### SOURCE PASSAGE
=-=-=
Due to the highly topical nature of this book and rapidly evolving technology, no assumption of accuracy can be made beyond the date of the first publication. While the author has taken utmost measures to ensure the accuracy of the written content, all readers are advised to follow information herein at their own risk. The author cannot be held responsible for any personal or financial damage caused by misinterpretation or obsolescence of information.
The author and co-author have conducted all interviews unless otherwise noted. Quotes, facts and excerpts in this book have been gathered independently by the author and, where applicable, are cited under fair-use principles. In these cases the citations remain the copyright of the original author. Where no source is explicitly noted, the quote, fact or excerpt has been verified across multiple media.
Contents
Introduction
Author’s Introduction
Chapter 1: Have We Reached Peak Car?
Peak car: the decline of the automobile
Growing rejection of road deaths and injuries
An irrational attachment: the world legislates for change
Chapter 2: The Digital Generation and the Sharing Economy
Carsharing, ride-sharing or on-demand logistics?
Can both carsharing and ridesharing co-exist?
Sharing enters the commercial world
Chapter 3: The Autonomous Vehicle Revolution
The benefits of going driverless
Autonomous means electric: the simultaneous rise of EV
Early adopters and the corporate world
Chapter 4: Business Travel Transformed
B2B Carsharing and ridesharing
Employee perks: the death of the company car
Mixed mode travel: mobility as a service
Chapter 5: Impact on the Automotive Industry
Market disrupters: Silicon Valley Unicorns
The OEM response: adapt or die?
Market consolidation: what will emerge by 2020
Chapter 6: Trucks, Fleets and Industrial Uses
Platooning: efficient, 24/7, driverless haulage
Off-road: the industries that ditched their drivers
Robots taking our jobs
Chapter 7: Bikesharing, E-bikes and Cycle Superhighways
E-bikes and intelligent mobility
The infrastructure challenges for mixed mobility
Chapter 8: Sharing, Renting, Leasing and Insuring
Carsharing, rentals and leasing: converging models
Insurance challenges: who is liable?
Insurance opportunities for new business models
Conclusion: How Quickly Will It Happen?
Political will (they or won’t they?)
Market and technology wobbles
Corporate Mobility Breakthrough 2020
About the Authors
Introduction
The Corporate Vehicle Observatory is a neutral knowledge sharing platform dedicated to all corporate fleet stakeholders whether they are private or public companies, fleet owners, fleet lessors, car manufacturers or media.
The CVO was founded in 2002 by BNP Paribas and its subsidiary Arval, specialized in the full service leasing of corporate fleets.
The Corporate Vehicle Observatory is present today in 15 countries across Europe, with a mission to inform all the players of the industry, and engage them in discussion about the developments of corporate mobility in its broadest sense. Safety, alternative energies and fuel, social changes and technological developments are just some of the key industry trends that the CVO observes and analyses both at local and national level.
=-=-=
### GIVEN INFORMATION

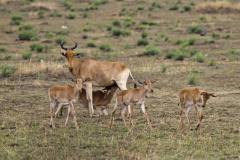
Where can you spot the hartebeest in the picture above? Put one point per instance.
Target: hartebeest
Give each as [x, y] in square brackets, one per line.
[101, 98]
[60, 95]
[129, 97]
[193, 97]
[96, 73]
=-=-=
### PROBLEMS AND TASKS
a – In the corporate mobility excerpt, translate this sentence into Spanish: "The CVO was founded in 2002 by BNP Paribas and its subsidiary Arval, specialized in the full service leasing of corporate fleets."
b – Reproduce the corporate mobility excerpt word for word from "Political will (they" to "of corporate fleets.".
The records were gathered from a separate source.

### THE SOLUTIONS
a – El CVO fue fundado en 2002 por BNP Paribas y su filial Arval, especializada en el arrendamiento con servicio integral de flotas corporativas.

b –
Political will (they or won’t they?)
Market and technology wobbles
Corporate Mobility Breakthrough 2020
About the Authors
Introduction
The Corporate Vehicle Observatory is a neutral knowledge sharing platform dedicated to all corporate fleet stakeholders whether they are private or public companies, fleet owners, fleet lessors, car manufacturers or media.
The CVO was founded in 2002 by BNP Paribas and its subsidiary Arval, specialized in the full service leasing of corporate fleets.